▶ _The problem_
Which lines of the entries hold the string "tree"? Copy each one.

--

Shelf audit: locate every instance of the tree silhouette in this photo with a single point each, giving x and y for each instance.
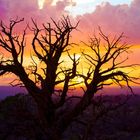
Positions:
(48, 44)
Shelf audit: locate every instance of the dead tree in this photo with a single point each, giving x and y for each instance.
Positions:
(48, 45)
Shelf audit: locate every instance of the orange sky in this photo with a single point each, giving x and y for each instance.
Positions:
(114, 18)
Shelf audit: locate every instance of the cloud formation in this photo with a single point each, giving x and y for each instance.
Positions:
(115, 19)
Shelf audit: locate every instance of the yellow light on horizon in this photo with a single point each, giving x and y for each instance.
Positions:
(41, 4)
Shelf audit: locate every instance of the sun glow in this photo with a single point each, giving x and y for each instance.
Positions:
(41, 4)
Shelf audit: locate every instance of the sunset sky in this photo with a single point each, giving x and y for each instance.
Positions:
(113, 16)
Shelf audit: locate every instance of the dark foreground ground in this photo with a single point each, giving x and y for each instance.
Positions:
(109, 118)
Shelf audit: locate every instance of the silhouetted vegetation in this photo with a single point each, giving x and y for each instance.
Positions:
(49, 43)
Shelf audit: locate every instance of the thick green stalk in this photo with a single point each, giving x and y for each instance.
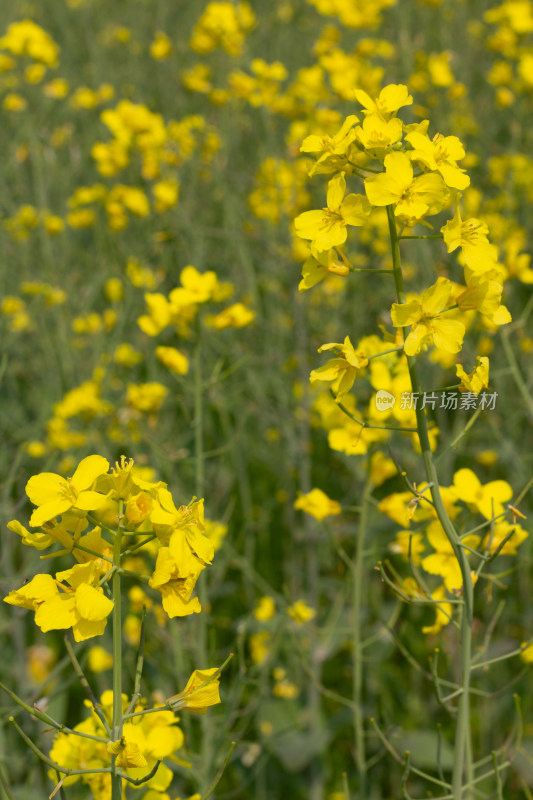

--

▶ _Exercise answer_
Shelf audit: locate every instance of the tree silhouette in this photo with a single point each, giving x and y for each instance.
Shelf audit: locate every instance of the dead tree in this photo with a single point each, giving x and y for each instance.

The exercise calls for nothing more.